Text shown ->
● ● ● ● ● ● ●

This Enviromesh, my favourite new toy, acts like a mini greenhouse, and in this dry summer cut out much wind, and so the need for water, and our cabbages are bigger than ever. Not to mention our leeks, kept completely clear of the dreaded leek moth. If you suffer from flea beetle, get that mesh or fleece on the day you plant, and seal firmly at soil level.

This Enviromesh is useful also for keeping cabbage root fly at bay if you are growing in an allotment. Growing your own plants will avoid the introduction of nasties such as cabbage root fly and clubfoot.

Getting back to sprouts, F1 varieties are reckoned to give best results, with lots of uniform sized and firm sprouts. Generally you get quite a few seeds in each packet, around 150 even for F1, which will last most growers for several years. This year I used 3 year old organic F1 Igor seeds. My planting in May was on the late side, and they’ll most likely be ready after Christmas.

● ● ● ● ● ● ●

Data rows ->

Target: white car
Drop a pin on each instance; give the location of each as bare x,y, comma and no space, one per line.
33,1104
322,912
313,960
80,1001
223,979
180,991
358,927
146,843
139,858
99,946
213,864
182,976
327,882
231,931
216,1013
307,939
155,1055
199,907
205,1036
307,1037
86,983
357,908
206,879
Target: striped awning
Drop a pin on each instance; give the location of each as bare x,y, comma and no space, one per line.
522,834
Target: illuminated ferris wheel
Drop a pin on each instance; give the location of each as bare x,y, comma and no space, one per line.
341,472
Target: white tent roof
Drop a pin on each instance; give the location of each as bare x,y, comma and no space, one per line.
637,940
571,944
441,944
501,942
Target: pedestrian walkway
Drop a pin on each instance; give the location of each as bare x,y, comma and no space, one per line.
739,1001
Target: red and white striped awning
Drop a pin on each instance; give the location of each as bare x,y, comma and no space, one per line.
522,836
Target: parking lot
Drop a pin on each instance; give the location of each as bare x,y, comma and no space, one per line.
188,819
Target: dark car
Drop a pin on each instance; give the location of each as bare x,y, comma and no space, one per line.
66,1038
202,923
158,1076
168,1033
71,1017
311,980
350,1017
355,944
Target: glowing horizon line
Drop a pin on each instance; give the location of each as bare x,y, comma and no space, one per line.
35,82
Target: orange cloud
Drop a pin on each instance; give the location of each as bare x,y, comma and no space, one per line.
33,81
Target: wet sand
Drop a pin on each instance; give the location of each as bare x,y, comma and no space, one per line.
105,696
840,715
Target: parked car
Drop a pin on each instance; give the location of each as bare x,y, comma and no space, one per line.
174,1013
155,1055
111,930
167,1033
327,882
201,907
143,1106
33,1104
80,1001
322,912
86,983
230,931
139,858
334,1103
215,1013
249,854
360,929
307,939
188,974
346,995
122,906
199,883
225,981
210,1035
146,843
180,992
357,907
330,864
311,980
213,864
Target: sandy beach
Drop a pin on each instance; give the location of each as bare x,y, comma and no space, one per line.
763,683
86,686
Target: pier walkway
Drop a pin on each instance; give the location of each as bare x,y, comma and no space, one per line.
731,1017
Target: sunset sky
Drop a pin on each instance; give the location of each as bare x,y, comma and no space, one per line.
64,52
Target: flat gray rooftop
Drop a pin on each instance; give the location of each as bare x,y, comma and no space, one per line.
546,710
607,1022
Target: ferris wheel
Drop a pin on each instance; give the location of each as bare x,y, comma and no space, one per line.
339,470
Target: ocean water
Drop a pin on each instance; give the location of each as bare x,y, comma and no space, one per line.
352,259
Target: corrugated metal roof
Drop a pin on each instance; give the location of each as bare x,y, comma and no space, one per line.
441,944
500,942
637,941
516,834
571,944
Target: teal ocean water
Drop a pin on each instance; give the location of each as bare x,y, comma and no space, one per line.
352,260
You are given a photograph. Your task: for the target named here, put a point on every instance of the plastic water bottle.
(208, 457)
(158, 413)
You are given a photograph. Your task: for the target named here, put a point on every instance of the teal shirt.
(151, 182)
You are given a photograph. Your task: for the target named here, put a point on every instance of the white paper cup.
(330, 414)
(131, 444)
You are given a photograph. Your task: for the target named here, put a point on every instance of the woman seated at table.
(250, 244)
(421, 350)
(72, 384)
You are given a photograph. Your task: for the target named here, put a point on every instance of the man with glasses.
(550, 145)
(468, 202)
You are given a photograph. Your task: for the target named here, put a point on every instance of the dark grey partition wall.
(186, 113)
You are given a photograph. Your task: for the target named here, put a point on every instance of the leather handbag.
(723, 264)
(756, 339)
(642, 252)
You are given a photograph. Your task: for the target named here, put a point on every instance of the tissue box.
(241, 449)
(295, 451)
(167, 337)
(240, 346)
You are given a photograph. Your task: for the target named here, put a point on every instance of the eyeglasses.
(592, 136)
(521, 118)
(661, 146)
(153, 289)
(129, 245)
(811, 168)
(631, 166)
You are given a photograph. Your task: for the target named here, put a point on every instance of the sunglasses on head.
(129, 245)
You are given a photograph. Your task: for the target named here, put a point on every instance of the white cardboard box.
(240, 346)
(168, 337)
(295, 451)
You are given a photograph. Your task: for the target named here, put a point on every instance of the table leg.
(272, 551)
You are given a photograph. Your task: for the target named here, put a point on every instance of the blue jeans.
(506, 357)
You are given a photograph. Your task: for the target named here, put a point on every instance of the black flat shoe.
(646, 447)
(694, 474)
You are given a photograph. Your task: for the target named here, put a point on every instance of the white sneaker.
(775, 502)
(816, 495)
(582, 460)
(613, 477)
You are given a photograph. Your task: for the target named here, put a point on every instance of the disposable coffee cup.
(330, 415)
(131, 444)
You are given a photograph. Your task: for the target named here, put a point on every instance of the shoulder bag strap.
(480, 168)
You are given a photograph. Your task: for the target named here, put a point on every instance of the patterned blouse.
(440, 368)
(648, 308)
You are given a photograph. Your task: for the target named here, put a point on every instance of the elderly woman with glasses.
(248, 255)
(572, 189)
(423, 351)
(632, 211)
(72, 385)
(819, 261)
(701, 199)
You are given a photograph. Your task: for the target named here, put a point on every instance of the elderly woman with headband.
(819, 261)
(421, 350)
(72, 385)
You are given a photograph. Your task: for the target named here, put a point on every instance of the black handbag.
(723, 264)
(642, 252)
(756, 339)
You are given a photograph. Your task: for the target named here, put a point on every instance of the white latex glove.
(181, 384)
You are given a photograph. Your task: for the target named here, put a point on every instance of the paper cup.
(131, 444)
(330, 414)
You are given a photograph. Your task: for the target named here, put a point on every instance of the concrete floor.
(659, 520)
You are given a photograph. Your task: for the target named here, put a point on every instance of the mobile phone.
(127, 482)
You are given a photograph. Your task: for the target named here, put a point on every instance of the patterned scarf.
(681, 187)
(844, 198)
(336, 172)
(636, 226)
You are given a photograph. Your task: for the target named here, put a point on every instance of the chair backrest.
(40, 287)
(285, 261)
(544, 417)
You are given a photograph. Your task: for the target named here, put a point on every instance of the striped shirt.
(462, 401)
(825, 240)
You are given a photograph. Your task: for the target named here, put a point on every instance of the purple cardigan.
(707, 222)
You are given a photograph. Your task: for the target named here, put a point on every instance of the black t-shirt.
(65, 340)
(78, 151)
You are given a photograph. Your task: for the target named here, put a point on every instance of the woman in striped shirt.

● ● ● ● ● ● ●

Written instruction A ->
Answer these questions from the gardening text, one line each:
(i) Which pest were the leeks kept completely clear of?
(ii) About how many seeds come in each packet, even for F1 varieties?
(iii) In which month were the sprouts planted?
Written instruction B -> List every vegetable named in the gardening text.
Written instruction C -> Extend the gardening text by a few sentences, picking up right after its last sentence about the sprouts.
The lines have no connection to the gardening text.

Task answer A ->
(i) The leek moth.
(ii) Around 150.
(iii) May.

Task answer B -> Cabbages, leeks, sprouts

Task answer C ->
Not only do you get the sprouts, but also the top growth of the plants, delicious cooked whole. If your sprouts are loose rather than tight buttons, the flavour is just as good. A busy mole has moved in under ours this year, but the sprouts are looking tight, even though they like firm soil.

What’s the most popular wine at a Christmas meal? “Do I have to eat my Brussels sprouts?”